[Exercise] Please restate each entry word for word.

(Task data begins)

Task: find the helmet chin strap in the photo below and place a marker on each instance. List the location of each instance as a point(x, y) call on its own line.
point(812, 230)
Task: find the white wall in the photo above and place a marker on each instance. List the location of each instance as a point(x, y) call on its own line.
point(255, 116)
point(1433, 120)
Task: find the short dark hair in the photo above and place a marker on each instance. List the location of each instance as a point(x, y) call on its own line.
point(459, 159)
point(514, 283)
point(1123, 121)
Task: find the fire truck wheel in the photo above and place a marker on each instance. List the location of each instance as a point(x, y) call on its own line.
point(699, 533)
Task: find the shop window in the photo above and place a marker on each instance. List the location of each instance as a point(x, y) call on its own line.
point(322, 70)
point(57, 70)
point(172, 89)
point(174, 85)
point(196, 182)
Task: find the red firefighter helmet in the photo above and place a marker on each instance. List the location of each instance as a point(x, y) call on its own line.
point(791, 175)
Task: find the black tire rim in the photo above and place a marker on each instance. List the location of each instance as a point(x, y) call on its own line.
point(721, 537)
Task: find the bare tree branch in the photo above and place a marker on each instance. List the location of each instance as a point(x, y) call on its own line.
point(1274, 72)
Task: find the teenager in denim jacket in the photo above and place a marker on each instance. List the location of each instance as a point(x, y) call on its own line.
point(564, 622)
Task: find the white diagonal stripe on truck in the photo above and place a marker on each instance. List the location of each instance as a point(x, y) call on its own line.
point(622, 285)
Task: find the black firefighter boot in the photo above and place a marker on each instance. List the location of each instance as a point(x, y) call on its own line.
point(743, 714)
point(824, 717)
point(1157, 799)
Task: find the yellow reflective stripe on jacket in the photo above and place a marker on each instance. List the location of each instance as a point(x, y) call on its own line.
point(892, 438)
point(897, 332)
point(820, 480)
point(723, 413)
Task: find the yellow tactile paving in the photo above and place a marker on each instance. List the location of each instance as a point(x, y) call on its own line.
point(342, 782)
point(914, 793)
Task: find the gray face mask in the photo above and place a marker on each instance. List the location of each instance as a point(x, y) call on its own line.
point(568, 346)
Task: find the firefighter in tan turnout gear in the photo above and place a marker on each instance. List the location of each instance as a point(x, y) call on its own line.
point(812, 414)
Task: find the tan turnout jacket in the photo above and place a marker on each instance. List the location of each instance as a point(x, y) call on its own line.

(Task data ends)

[Solved exercise]
Task: find the helmet chin strap in the photo below and place a marker on each instance. List the location of each instance as a point(x, y) call on its own line.
point(812, 230)
Task: find the white wall in the photo above and place a marker on each instance. List the location of each instance as a point(x, y) call on its own line.
point(255, 116)
point(1433, 120)
Task: find the short dark hair in the photo above and place a marker on each instance. List the location of each instance as a point(x, y) call on its own line.
point(459, 159)
point(514, 283)
point(1123, 121)
Task: find the fire truck wheel in the photo above and place a marker on each instance. List the location of each instance as a point(x, y) call on its own line.
point(699, 533)
Task: find the shop window in the photo above and place a marker on each instance. List the location of each instance as a point(x, y) call on its own line.
point(322, 70)
point(57, 70)
point(172, 89)
point(174, 85)
point(196, 182)
Task: find the red firefighter helmet in the photo above and place a marker on each instance. List the location of each instance as a point(x, y) call on its own line.
point(791, 175)
Task: find the black tire rim in the photo above and place a marker on each instance. List the location of each instance as a point(x, y) call on its own line.
point(721, 537)
Task: find the bare tree branch in the photo above and place a marker on each instance. List the location of each instance as a point(x, y) call on its own line.
point(1274, 72)
Task: find the teenager in denim jacket in the photo above and place a marker on each instance. List the location of each instance as a point(x, y) call on its own line.
point(564, 622)
Task: find the white diagonal stripe on truck in the photo above and place a marker on each instance. List the location of each instance as a point(x, y) call on its own line.
point(622, 285)
Task: find the black firefighter boot in the photo above and place a marker on each instance. List the location of each instance as a point(x, y) call on its own line.
point(743, 714)
point(824, 717)
point(1157, 799)
Task: find the yellow reflective stripe on jacket in the photo above and place a marker on each instance. List the location of each instance as a point(x, y) call on its own line.
point(892, 438)
point(897, 332)
point(820, 480)
point(723, 413)
Task: find the yellow tactile paving in the photo above and place a marker on each instance. List the location of each instance as a point(x, y) call on its own line.
point(342, 782)
point(914, 793)
Task: find the gray face mask in the photo above and place a marker on each instance. List the location of each instance as a point(x, y) call on its own line.
point(568, 346)
Task: find the firefighter in tan turnout gear in the photo above and place a marker on each instance. List the location of each instance as a point(x, y) call on its own line.
point(812, 414)
Task: find the tan turnout jacket in the photo above and place a marker on each instance. List the location of each instance as a point(x, y) call on its own line.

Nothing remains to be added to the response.